MATERIAL PROVIDED
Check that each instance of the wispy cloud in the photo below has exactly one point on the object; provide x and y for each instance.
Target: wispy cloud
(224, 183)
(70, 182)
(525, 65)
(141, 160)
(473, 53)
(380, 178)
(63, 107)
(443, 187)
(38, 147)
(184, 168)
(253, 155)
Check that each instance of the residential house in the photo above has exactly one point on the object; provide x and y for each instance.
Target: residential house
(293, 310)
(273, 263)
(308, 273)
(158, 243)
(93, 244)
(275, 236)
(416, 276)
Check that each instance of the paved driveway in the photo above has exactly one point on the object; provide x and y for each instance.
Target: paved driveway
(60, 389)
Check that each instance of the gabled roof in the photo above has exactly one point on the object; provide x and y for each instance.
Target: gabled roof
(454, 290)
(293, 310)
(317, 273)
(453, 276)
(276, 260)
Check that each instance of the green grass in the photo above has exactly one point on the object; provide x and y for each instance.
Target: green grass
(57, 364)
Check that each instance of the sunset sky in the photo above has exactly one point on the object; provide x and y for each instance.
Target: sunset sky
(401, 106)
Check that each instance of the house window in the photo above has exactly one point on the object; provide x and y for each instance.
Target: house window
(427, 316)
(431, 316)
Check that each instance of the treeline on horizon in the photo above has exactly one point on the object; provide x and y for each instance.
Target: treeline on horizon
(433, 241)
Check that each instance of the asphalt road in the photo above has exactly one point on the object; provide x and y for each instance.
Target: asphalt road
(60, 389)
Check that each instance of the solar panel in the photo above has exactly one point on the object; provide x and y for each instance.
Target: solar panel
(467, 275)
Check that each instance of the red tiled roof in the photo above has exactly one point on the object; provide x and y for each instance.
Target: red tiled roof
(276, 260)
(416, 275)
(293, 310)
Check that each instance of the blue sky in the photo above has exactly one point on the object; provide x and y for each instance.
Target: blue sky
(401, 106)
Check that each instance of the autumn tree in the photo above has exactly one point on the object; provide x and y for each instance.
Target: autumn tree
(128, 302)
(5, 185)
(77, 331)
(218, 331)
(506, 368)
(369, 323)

EXERCISE BRIEF
Rewrite all the rows above with "exactly one point" changed to "a single point" and nothing else altered.

WRITTEN SOLUTION
Check that each instance of the wispy cloud in the photo below has a single point on the object; provide x and y for each instance.
Target: wispy cloud
(224, 183)
(70, 182)
(525, 65)
(141, 160)
(473, 53)
(380, 178)
(63, 107)
(443, 187)
(38, 147)
(184, 168)
(253, 155)
Check that each instance of the residential house in the photo above has a single point on the object; provide x and y for each instance.
Target: residential house
(293, 310)
(273, 263)
(308, 273)
(158, 243)
(93, 244)
(275, 236)
(416, 276)
Check that each instance of the paved driveway in the photo above has a single point on the object; provide x and y for each instance.
Target: paved driveway
(60, 389)
Check that each instance of the gabled roof in the photo above has a single point on the object; provide x and y for each instance.
Target: gabled roof
(454, 290)
(293, 310)
(317, 273)
(453, 276)
(276, 260)
Check that each instance of the green grass in the photo above has a single point on the object; provide x and y for each instance.
Target: green grass
(57, 364)
Check that each instance of the sunset sky in the photo above has a single point on the object; provide x and y for each instance.
Target: sunset sky
(401, 106)
Check that each instance of the house window in the photo above has a single point on the object; provide x and y for each instance.
Target: house window
(427, 316)
(431, 316)
Check that each instance of the treeline on horizon in the photo above has a single point on the object; provide x and y for each instance.
Target: treeline on horizon
(433, 241)
Check that each instance of the asphalt road in the photo above has a single point on the object; provide x and y for each instance.
Target: asphalt road
(60, 389)
Check that each instance of the solar panel in the photo above has a single point on the object; provide x and y for each instance.
Target: solar panel
(467, 275)
Check that each instance of the red tiled roof in the photo above has a single point on the object; provide x and y for each instance.
Target: red tiled roof
(276, 260)
(416, 275)
(293, 310)
Check that each instance of the blue sky in the photo above has a single point on the object; provide x and y for each instance.
Target: blue sky
(401, 106)
Check that each instance of the autumn tree in the photo above has a single point on the object; provide x and y for each instance.
Target: autumn tree
(128, 302)
(5, 185)
(77, 331)
(218, 331)
(506, 368)
(369, 323)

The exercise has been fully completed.